* **EXTRAIT FOURNI**
********************

À mon avis, si le débat n'est pas fait de façon partisane, c'est mon avis, là,
évidemment, si le débat est... Moi, si je suis là, c'est moi qui porte la laïcité, vous avez vu le ton que j'ai,
qu'on essaie d'améliorer... Si ce n'est pas moi, je ne le sais pas, mais il y a généralement dans tous les partis
politiques, en ce moment, une intention de baisser le ton et d'essayer
de ne pas attiser les radicalismes, de
quelque côté qu'ils soient. Alors, l'idée, c'est que des parlementaires bien
informés sont des parlementaires qui donnent de meilleures opinions.
Le Président (M. Ouellette) : M. le
député de Gouin.
M.
Nadeau-Dubois : Bien, écoutez, je viens d'une famille politique où la
notion d'éducation populaire est très valorisée,
hein, où on considère que les progrès sociaux viennent notamment quand les
décisions politiques puis les débats politiques
se font en incluant le plus de gens possible puis en informant le plus les
gens. Et moi, je regarde le moment puis je trouve ça intéressant parce que je me dis... Et je comprends, dans le
fond, que ce serait un exercice de discussion, de consultation, de réflexion collective où les
parlementaires seraient appelés à prendre connaissance du document, puis
à se l'approprier, puis à mieux le
comprendre. À mon sens, ça donnerait des outils aux parlementaires pour
ensuite, sur le terrain, répondre à certaines questions de leurs
commettants, de leurs commettantes. Ça permettrait peut-être aussi même de sensibiliser nos estimés collègues des médias qui
suivent nos travaux aussi, qui pourraient prendre connaissance du guide.

********************

(Extraits de données d'annotation de lieux)
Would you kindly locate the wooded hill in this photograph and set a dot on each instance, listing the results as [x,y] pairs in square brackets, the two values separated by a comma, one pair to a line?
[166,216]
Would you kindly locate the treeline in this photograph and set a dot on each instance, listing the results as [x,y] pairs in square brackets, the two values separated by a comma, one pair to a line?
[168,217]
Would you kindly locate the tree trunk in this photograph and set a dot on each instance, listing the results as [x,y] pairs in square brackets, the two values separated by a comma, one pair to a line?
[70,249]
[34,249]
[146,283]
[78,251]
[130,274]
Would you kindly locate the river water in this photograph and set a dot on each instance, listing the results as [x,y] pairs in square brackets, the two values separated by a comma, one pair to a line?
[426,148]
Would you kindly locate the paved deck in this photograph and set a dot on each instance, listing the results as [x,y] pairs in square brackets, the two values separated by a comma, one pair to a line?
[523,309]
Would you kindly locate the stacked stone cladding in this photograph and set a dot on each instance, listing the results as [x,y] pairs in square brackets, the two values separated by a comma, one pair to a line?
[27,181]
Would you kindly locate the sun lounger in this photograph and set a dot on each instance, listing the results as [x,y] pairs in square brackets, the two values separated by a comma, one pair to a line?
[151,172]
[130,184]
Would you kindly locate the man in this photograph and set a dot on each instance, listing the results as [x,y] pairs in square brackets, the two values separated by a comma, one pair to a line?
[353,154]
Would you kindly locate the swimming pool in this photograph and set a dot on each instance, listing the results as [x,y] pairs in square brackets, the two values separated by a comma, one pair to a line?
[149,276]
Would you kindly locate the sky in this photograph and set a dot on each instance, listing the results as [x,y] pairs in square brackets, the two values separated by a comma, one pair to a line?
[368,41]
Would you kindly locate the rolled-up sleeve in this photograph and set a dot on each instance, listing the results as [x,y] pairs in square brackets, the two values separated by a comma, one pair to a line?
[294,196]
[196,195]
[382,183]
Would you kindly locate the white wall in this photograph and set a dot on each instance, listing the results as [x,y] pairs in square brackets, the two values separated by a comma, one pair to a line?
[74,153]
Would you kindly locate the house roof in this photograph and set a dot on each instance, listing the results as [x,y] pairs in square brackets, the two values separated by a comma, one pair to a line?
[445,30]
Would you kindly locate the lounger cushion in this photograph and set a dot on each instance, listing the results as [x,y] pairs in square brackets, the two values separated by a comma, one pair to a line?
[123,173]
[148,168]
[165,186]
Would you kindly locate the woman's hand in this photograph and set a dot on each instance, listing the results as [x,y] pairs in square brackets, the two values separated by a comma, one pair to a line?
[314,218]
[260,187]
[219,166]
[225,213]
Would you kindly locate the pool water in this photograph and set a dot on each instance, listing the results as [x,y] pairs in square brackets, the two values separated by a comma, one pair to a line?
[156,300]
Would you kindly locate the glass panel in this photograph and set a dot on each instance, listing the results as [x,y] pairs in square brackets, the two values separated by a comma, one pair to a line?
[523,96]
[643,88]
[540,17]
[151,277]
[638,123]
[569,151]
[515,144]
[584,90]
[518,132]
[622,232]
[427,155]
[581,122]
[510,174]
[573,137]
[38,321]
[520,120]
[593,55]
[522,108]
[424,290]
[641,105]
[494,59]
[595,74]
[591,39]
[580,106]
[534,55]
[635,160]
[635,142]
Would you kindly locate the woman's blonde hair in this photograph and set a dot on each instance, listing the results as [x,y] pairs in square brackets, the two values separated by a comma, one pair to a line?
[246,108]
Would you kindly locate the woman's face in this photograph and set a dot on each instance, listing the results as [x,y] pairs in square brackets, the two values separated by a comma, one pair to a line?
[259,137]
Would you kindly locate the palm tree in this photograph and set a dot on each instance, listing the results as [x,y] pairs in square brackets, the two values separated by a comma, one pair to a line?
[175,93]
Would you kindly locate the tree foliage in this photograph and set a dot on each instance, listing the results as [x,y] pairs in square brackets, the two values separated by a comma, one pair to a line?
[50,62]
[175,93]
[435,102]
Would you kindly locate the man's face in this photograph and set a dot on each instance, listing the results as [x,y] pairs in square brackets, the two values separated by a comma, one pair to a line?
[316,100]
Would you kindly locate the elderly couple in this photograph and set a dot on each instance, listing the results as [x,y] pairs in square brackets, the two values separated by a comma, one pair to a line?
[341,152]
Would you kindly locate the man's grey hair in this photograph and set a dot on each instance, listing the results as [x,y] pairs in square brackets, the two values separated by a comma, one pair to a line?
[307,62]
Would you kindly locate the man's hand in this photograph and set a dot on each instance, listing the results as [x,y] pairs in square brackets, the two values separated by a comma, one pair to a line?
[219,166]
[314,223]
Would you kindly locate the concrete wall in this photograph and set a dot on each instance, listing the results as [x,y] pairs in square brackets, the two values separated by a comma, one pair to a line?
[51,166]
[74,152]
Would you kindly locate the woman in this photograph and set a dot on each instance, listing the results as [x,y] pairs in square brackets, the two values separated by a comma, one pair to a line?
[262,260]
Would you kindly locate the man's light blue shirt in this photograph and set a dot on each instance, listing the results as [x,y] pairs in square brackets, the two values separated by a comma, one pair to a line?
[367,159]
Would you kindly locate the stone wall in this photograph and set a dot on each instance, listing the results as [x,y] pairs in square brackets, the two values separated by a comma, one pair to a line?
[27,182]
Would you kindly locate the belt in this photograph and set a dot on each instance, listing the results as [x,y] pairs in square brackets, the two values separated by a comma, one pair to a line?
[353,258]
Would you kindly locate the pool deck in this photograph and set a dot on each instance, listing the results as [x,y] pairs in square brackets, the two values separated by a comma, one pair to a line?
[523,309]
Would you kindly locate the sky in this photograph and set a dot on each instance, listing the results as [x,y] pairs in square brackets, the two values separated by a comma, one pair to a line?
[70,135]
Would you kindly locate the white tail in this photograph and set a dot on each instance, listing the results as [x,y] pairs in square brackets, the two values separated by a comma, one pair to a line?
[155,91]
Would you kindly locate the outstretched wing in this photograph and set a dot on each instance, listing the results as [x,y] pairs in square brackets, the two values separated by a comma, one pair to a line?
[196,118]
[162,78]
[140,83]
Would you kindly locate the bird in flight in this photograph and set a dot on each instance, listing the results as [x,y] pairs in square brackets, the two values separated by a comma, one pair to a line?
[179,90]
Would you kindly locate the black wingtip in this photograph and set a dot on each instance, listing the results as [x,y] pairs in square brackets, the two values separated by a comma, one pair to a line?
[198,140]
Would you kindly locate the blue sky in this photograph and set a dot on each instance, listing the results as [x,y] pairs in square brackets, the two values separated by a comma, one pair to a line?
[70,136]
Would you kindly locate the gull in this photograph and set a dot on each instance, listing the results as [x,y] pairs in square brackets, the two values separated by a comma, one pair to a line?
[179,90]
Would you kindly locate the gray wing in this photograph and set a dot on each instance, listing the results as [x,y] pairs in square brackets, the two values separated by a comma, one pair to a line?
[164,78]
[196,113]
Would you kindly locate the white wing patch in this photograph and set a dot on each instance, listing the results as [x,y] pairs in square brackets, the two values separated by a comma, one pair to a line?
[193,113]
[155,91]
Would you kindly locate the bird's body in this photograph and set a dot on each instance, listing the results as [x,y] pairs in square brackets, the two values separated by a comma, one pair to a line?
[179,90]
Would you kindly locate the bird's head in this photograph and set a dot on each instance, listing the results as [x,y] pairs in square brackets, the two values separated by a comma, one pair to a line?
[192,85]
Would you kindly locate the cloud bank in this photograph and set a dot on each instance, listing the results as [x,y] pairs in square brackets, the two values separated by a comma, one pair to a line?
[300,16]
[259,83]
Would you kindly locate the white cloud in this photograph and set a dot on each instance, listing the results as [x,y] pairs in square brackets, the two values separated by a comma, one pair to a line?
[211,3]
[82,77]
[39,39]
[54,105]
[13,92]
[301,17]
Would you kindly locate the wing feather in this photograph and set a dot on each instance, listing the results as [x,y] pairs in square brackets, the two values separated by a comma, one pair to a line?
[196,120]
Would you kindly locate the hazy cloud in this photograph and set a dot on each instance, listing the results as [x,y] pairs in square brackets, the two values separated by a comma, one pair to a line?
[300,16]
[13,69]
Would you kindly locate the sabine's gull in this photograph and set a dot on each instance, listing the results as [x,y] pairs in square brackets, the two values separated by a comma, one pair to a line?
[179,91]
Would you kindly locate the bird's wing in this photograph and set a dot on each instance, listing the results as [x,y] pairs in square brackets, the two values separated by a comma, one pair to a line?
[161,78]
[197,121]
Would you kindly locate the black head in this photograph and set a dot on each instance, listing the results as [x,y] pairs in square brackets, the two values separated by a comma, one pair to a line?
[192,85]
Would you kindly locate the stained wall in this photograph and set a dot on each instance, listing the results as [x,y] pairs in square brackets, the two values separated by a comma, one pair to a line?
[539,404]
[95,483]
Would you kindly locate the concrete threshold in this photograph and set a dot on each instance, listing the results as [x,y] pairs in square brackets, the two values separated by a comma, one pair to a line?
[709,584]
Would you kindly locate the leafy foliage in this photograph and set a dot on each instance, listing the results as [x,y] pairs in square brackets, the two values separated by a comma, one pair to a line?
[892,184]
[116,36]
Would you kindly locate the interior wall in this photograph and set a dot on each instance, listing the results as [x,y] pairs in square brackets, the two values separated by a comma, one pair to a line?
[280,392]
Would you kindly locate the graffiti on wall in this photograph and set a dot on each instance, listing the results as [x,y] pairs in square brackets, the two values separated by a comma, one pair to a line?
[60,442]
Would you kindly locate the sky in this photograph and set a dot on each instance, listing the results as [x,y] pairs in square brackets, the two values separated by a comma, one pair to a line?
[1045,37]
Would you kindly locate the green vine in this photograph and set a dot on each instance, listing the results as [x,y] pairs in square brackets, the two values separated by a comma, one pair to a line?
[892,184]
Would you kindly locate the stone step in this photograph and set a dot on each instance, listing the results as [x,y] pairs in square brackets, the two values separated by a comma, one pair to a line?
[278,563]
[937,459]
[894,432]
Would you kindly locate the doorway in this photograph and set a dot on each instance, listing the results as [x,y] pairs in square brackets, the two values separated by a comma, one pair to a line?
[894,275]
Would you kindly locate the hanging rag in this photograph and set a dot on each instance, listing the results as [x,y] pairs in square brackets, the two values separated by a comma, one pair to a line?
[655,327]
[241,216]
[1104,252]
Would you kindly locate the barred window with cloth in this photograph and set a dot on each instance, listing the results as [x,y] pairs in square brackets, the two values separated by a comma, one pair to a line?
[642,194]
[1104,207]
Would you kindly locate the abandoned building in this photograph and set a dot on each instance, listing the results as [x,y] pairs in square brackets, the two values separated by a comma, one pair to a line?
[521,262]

********************

* **CONSIGNE 1**
Résumez l'extrait fourni en deux phrases.
* **CONSIGNE 2**
Reproduisez l'extrait fourni entre « À mon avis, si » et « de meilleures opinions. », bornes incluses.

* **RÉSULTAT ATTENDU 1**
La première personne à parler estime que, dans tous les partis politiques, on cherche en ce moment à baisser le ton et à ne pas attiser les radicalismes, et que des parlementaires bien informés donnent de meilleures opinions. Le député de Gouin, M. Nadeau-Dubois, voit dans cet exercice de discussion et de réflexion collective un moyen de donner aux parlementaires des outils pour répondre aux questions de leurs commettants, et peut-être aussi de sensibiliser les médias qui suivent leurs travaux.

* **RÉSULTAT ATTENDU 2**
À mon avis, si le débat n'est pas fait de façon partisane, c'est mon avis, là,
évidemment, si le débat est... Moi, si je suis là, c'est moi qui porte la laïcité, vous avez vu le ton que j'ai,
qu'on essaie d'améliorer... Si ce n'est pas moi, je ne le sais pas, mais il y a généralement dans tous les partis
politiques, en ce moment, une intention de baisser le ton et d'essayer
de ne pas attiser les radicalismes, de
quelque côté qu'ils soient. Alors, l'idée, c'est que des parlementaires bien
informés sont des parlementaires qui donnent de meilleures opinions.